* Start Document *

Except for Mario, who turned his attention to painting, they all would become involved in engineering, design and construction of automobile engines. The oldest would set the trend.

Born in 1881, Carlo began his career as a young apprentice in a bicycle factory near Milan and, by age 18, was designing his own single-cylinder engine and helping improve factory production. When the company went out of business he joined with Fiat, then the Isotto Fraschini auto company before producing the first Maserati chassis.

In what would quickly become commonplace, another Maserati brother was always waiting in the wings. Each helped contribute in some way to the company that still bears the name.

Alfieri would join in at age 16 with a passion equal to his mechanical talent. Bindo would follow. Ettore would follow him.

The Fraschini company quickly realized Alfieri's talent and, although he was only 20 at the time, sent him around the world to help organize operations. But Alfieri soon realized that with the help of his brothers, he could set out on his own and develop his own car brand.

* End Document *
* Start Data rows *

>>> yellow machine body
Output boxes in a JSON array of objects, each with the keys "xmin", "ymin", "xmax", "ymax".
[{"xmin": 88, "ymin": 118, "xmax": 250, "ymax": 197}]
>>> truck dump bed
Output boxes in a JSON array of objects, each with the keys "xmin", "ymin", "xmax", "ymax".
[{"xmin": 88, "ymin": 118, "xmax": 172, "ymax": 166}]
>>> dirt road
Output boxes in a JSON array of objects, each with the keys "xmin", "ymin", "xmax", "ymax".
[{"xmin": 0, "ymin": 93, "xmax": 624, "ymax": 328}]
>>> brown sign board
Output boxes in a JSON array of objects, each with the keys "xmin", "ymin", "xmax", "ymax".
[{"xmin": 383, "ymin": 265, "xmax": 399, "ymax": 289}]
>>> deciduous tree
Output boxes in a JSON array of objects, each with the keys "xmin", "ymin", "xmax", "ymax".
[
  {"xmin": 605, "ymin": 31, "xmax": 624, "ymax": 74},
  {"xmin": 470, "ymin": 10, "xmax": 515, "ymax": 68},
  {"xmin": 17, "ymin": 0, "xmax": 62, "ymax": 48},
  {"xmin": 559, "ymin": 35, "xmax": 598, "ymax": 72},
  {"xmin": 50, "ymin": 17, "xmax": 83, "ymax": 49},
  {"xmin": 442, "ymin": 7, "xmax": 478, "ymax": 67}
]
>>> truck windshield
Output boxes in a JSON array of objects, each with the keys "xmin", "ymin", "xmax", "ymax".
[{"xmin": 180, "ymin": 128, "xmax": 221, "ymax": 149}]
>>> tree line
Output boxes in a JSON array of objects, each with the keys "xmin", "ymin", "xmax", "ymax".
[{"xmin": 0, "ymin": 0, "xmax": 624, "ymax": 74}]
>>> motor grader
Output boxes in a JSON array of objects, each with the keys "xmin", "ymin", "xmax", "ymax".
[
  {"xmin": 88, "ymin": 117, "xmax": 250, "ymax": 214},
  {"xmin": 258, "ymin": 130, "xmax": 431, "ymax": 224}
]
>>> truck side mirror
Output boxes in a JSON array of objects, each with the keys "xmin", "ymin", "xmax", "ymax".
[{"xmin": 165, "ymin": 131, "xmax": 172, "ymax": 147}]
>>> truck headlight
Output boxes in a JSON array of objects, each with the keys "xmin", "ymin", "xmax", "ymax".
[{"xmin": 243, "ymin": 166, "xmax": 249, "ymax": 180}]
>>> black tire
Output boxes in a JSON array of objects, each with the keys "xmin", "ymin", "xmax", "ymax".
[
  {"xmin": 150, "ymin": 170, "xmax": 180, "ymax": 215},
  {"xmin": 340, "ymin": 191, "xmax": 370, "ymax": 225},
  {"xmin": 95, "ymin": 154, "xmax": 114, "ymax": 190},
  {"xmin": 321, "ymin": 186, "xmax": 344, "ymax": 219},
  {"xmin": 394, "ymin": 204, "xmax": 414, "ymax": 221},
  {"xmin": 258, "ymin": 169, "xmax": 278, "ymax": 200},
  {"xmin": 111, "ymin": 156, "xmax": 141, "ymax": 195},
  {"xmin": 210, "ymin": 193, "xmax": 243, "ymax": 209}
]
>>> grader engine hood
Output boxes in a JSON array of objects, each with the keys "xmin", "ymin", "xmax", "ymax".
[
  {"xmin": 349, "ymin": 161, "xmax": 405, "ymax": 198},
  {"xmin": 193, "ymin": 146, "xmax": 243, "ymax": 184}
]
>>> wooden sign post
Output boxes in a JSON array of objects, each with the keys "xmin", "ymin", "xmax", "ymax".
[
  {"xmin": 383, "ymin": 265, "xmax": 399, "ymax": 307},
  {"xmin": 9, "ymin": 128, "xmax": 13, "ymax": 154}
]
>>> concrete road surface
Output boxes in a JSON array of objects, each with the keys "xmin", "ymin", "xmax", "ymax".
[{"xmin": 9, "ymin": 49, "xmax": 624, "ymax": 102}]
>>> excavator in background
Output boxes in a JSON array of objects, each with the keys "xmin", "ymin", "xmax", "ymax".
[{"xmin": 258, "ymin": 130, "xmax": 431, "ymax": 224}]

* End Data rows *

▶ [Directions]
(1) In the passage about the Maserati brothers, why did the Fraschini company send Alfieri around the world?
(2) Print the passage on the Maserati brothers from "Alfieri would join" to "own car brand.".
The records have no connection to the text.

▶ [Worked answers]
(1) The Fraschini company recognized Alfieri's talent. Although he was only 20, it sent him around the world to help organize operations.

(2)
Alfieri would join in at age 16 with a passion equal to his mechanical talent. Bindo would follow. Ettore would follow him.

The Fraschini company quickly realized Alfieri's talent and, although he was only 20 at the time, sent him around the world to help organize operations. But Alfieri soon realized that with the help of his brothers, he could set out on his own and develop his own car brand.